(Natural language region descriptions)
■ ■ ■

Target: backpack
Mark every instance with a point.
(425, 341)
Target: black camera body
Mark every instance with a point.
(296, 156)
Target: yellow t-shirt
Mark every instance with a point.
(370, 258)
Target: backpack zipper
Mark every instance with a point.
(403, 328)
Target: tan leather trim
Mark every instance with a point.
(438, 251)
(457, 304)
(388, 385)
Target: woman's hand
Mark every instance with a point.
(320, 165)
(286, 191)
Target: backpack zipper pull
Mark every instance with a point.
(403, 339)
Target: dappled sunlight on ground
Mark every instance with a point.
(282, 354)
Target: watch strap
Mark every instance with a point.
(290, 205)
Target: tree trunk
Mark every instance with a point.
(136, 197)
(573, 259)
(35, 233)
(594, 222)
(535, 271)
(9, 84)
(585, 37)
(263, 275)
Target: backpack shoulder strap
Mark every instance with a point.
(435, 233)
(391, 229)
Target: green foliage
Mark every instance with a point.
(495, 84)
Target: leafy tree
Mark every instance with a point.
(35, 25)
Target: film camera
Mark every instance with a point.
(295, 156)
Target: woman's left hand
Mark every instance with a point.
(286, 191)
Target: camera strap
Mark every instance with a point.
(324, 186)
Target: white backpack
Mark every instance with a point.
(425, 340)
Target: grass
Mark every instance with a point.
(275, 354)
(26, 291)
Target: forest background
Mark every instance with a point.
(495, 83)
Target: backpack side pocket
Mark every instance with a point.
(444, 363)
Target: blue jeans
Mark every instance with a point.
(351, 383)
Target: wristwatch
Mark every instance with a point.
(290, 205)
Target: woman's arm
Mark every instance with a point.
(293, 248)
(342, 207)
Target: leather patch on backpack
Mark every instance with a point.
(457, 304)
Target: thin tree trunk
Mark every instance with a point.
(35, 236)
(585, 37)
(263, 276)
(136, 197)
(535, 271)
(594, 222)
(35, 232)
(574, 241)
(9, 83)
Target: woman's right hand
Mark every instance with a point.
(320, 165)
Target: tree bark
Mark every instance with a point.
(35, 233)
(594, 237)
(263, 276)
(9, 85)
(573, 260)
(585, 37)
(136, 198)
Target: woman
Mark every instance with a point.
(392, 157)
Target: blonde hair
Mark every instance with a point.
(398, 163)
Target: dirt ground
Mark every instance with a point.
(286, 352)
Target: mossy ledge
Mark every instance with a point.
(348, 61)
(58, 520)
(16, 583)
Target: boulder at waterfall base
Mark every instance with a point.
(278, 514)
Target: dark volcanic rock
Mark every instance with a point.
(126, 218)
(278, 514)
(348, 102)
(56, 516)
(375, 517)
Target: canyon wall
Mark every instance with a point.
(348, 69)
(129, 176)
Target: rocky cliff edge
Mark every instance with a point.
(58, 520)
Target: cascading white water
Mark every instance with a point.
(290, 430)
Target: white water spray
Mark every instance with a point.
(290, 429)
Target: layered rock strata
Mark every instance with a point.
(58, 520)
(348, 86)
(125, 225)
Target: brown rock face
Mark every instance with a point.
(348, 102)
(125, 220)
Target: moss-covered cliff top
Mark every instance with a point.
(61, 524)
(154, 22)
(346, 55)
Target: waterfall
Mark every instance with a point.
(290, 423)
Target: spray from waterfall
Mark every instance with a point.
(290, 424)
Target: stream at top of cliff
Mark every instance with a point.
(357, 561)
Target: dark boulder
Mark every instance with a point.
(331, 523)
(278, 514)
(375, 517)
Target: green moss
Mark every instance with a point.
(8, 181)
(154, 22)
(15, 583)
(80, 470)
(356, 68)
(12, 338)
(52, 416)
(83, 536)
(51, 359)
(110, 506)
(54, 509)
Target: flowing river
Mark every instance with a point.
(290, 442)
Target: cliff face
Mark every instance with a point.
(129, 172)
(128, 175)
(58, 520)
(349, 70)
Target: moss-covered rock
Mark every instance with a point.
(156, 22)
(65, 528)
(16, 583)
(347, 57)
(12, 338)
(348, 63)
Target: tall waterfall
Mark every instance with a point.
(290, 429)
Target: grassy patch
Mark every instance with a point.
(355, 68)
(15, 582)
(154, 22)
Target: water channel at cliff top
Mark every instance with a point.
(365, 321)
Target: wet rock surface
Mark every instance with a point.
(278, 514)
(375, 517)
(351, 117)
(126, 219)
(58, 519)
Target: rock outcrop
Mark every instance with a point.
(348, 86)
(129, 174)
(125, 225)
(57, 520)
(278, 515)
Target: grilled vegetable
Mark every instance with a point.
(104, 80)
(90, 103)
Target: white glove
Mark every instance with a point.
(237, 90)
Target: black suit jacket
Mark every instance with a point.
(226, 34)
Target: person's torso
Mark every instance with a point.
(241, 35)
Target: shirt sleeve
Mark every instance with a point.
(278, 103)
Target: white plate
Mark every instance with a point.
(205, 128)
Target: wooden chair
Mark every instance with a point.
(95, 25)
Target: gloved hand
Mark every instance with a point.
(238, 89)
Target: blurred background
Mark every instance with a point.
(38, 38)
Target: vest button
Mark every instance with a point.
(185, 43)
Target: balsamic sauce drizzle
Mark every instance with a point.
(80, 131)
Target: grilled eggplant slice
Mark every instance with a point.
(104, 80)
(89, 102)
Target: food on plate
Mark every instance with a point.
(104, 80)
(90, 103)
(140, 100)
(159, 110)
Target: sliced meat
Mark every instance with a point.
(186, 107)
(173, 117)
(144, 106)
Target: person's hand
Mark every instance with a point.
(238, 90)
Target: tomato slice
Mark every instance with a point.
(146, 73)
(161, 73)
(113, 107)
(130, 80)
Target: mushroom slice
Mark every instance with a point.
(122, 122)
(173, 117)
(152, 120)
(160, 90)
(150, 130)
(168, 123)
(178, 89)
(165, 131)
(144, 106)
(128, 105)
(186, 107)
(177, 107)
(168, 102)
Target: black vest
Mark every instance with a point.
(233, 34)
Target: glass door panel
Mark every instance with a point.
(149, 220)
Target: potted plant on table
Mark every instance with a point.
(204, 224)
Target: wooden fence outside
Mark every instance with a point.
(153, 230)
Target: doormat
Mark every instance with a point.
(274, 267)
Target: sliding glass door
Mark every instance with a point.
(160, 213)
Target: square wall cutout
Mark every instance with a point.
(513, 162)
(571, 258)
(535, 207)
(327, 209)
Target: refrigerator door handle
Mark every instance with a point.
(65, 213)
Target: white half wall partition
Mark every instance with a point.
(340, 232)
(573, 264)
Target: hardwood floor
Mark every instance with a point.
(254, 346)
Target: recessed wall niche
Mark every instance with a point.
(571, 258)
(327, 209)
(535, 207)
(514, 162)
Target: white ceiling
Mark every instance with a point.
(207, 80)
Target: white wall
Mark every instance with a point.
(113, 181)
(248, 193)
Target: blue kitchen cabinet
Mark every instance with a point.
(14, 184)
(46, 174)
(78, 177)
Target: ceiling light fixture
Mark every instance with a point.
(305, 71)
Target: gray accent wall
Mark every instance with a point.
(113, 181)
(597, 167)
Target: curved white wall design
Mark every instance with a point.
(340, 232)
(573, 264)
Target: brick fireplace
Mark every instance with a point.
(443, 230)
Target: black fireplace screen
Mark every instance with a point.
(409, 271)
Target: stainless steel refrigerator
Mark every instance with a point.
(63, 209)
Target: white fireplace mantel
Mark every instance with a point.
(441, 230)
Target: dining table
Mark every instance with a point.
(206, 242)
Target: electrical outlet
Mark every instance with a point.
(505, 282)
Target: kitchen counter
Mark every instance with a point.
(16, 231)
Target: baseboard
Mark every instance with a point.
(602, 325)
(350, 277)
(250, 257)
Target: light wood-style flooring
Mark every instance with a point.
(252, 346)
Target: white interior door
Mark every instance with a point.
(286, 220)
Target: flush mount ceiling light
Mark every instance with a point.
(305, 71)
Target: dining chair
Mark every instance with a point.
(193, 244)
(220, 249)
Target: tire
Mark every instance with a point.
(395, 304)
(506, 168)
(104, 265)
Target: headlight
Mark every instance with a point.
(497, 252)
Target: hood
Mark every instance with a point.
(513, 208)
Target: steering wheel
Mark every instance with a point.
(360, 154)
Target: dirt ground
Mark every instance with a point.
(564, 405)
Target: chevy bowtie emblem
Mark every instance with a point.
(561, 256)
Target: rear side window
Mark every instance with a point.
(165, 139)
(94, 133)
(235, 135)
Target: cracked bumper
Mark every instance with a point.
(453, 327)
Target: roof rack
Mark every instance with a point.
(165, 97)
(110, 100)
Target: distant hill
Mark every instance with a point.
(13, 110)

■ ■ ■

▸ What to produce
Out of the data above, give again only the lines starting at the one holding "Target: rocky cliff edge" and ending at the one holding "Target: layered rock strata", unchanged.

▸ Answer for the task
Target: rocky cliff edge
Mark every instance with a point.
(58, 520)
Target: cascading white water
Mark every instance with a point.
(290, 430)
Target: white water spray
Mark every instance with a point.
(290, 429)
Target: layered rock strata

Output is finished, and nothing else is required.